Выбранный фрагмент:
В этой ситуации головы немецких коммунистов должны были стать своего рода цементом, скрепляющим отношения двух стран. В фундаменте той дружбы и союза лежали общие концепции переделки политической карты мира. Как это представлялось Гитлеру, видно из его «Майн Кампф». Если говорить о сталинской концепции, то мне вспоминается разговор с ассистентом профессора Сукеницкого в Виленском институте Восточной Европы, социал-демократом, Франчишеком Анцевичем. Анцевич внимательно читал мировую прессу и интересовался политическими анализами, исходившими из троцкистских кругов. Он считал, что стратегической целью Сталина был раздел Британской империи между СССР и странами оси Берлин — Токио — Рим. По его мнению, эта цель логически сочеталась с практикой ликвидации старых большевиков и идеологов марксизма в России. Мой немецкий собеседник был крайне осторожен в занятии какой-либо позиции, но все же из его слов было видно, что он готов искать компромисс между марксизмом и национал-социализмом.
Вернувшись к эволюции сталинизма, можно сказать, что она была прервана атакой Гитлера в июне 1941 года. Это нападение имело следствием и то, что акции немецких коммунистов, как и коммунистов из других центрально-европейских стран, резко пошли в гору, а Сталин вынужден был вернуться на позиции борьбы с фашизмом и гитлеризмом. Дождался ли мой сосед нападения Гитлера в советской тюрьме или его успели передать в руки гестапо, этого я не знаю.

Задание 1: Объясните в одном–трёх предложениях, почему, согласно фрагменту, Сталин был вынужден вернуться на позиции борьбы с фашизмом и гитлеризмом.
Задание 2: Что, по мнению Франчишека Анцевича из фрагмента, было стратегической целью Сталина?
Задание 3: Перепишите из фрагмента часть, которая открывается словами «Вернувшись к эволюции» и заканчивается словами «этого я не знаю.».
Записи для работы не понадобятся.

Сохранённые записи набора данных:
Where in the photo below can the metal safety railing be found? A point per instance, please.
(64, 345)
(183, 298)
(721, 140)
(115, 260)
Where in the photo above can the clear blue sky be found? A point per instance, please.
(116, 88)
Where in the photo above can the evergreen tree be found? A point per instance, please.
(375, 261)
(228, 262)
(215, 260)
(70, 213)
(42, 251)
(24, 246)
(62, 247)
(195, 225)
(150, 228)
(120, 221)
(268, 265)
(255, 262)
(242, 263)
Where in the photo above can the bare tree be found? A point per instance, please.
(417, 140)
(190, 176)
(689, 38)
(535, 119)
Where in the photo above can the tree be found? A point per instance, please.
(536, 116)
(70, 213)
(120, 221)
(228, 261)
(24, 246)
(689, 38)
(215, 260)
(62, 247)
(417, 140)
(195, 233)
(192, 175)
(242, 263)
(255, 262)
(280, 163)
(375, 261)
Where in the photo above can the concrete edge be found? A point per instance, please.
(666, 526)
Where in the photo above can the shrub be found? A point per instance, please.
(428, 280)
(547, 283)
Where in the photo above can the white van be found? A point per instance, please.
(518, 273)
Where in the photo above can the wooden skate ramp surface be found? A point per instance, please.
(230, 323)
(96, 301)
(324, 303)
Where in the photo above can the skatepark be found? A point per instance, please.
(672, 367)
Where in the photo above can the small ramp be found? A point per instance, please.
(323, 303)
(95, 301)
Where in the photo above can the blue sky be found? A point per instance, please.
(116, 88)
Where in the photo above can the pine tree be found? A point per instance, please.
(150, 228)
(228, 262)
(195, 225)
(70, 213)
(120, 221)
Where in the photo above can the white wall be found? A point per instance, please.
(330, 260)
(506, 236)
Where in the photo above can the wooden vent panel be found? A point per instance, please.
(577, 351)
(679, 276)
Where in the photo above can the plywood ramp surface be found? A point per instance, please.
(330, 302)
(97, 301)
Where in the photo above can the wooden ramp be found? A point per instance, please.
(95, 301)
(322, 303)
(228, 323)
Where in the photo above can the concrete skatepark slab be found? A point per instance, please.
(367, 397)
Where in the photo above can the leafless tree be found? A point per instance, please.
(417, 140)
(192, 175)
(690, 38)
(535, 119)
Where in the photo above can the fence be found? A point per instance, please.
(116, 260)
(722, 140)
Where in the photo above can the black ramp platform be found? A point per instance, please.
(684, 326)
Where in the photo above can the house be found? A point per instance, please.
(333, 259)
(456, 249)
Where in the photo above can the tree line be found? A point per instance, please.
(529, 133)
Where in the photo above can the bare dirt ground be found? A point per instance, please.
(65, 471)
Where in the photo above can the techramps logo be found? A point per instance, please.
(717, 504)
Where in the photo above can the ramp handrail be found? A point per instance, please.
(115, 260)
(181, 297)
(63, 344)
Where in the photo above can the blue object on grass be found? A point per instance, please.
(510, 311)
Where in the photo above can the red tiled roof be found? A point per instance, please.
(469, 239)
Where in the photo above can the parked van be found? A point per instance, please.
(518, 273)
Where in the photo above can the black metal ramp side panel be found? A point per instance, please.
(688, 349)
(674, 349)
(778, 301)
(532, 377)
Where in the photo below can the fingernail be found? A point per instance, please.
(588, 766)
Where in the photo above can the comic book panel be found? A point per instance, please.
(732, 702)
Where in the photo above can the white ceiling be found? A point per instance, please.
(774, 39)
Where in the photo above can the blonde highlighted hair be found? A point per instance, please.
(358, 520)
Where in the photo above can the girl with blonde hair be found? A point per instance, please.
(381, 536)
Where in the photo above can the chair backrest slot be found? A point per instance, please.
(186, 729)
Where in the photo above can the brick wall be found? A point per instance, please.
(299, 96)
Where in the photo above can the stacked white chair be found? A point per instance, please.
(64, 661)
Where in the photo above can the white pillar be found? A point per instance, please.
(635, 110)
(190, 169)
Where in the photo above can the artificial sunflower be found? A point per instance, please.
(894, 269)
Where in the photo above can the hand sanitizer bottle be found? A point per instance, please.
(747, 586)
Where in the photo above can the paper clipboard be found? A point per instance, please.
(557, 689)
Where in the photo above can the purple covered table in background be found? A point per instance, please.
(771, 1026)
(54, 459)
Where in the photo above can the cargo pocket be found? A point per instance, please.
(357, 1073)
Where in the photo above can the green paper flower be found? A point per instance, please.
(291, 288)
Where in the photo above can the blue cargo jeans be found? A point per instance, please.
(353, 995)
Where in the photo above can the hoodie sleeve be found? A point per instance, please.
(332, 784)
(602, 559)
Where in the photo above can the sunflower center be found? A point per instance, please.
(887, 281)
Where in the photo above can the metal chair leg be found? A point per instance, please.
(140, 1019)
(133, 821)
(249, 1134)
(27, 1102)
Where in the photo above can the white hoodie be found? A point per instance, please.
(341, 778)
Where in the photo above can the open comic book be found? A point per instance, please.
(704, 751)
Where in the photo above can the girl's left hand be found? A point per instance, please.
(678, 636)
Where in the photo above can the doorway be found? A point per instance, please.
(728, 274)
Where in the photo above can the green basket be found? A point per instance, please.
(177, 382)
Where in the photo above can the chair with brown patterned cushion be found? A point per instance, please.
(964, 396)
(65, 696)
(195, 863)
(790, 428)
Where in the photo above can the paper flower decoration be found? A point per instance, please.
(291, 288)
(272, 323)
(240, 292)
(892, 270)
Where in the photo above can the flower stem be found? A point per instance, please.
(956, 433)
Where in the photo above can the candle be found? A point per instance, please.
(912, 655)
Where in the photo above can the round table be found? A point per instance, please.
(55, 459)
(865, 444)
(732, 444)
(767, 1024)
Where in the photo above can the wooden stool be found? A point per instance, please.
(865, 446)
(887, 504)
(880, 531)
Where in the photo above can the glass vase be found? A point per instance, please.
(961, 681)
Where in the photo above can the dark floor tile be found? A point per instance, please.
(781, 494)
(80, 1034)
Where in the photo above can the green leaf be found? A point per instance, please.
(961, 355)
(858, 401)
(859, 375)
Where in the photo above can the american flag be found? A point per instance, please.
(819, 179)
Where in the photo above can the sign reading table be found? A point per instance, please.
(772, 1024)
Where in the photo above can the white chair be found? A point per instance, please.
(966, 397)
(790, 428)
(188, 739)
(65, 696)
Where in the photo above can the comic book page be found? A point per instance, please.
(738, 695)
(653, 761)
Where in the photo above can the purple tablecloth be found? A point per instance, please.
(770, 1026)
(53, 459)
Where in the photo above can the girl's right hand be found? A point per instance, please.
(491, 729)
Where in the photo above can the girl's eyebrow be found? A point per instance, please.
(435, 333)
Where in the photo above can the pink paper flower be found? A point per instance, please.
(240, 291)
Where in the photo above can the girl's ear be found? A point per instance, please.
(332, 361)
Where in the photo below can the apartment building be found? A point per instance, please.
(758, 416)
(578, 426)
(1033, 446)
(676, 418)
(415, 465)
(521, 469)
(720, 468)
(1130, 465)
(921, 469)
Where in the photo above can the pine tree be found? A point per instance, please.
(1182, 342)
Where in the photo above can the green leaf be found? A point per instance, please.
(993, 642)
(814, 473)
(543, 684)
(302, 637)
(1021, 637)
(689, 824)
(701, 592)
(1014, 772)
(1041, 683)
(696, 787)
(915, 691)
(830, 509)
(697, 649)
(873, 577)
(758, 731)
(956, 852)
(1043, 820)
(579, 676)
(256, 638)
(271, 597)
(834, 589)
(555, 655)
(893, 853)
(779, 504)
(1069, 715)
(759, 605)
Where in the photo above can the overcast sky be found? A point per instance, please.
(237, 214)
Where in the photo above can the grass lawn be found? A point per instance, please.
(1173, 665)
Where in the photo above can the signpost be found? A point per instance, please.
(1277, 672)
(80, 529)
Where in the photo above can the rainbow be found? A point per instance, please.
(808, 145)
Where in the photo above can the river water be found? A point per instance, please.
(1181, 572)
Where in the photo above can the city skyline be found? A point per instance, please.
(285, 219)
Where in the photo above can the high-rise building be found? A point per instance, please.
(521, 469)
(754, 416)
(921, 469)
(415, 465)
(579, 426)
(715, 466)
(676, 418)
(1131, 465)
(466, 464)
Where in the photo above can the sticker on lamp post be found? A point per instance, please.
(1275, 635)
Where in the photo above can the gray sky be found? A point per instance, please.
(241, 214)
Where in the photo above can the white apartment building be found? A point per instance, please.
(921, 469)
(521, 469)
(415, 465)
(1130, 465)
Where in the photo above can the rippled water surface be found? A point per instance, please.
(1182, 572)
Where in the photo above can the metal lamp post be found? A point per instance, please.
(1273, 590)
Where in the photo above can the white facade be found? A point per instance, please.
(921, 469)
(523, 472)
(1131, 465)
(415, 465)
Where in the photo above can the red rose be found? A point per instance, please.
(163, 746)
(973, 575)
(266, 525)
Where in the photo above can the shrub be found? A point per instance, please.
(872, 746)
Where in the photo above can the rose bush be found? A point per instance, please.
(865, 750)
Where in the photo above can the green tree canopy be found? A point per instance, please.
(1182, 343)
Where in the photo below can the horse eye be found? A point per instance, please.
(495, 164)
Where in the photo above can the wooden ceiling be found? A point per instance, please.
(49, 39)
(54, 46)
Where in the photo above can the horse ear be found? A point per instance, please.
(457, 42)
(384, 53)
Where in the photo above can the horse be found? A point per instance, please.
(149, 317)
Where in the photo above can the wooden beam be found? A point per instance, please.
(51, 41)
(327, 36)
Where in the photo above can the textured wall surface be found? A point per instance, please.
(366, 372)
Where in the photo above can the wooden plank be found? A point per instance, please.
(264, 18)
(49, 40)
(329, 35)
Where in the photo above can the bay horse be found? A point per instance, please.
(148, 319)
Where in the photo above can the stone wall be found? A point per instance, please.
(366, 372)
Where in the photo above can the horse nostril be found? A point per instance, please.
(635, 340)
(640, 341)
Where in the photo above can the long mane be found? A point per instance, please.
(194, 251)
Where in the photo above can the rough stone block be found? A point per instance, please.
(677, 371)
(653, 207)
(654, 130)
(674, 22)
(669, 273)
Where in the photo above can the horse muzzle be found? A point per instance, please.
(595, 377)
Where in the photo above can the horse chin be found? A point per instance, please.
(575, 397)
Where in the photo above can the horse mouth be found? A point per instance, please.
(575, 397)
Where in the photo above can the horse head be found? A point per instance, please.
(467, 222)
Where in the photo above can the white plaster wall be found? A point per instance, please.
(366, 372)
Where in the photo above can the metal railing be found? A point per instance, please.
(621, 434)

Ожидаемый ответ 1: Причиной стало нападение Гитлера в июне 1941 года, которое прервало эволюцию сталинизма. Следствием этого нападения стало и то, что Сталин был вынужден вернуться на позиции борьбы с фашизмом и гитлеризмом.

Ожидаемый ответ 2: Раздел Британской империи между СССР и странами оси Берлин — Токио — Рим.

Ожидаемый ответ 3:
Вернувшись к эволюции сталинизма, можно сказать, что она была прервана атакой Гитлера в июне 1941 года. Это нападение имело следствием и то, что акции немецких коммунистов, как и коммунистов из других центрально-европейских стран, резко пошли в гору, а Сталин вынужден был вернуться на позиции борьбы с фашизмом и гитлеризмом. Дождался ли мой сосед нападения Гитлера в советской тюрьме или его успели передать в руки гестапо, этого я не знаю.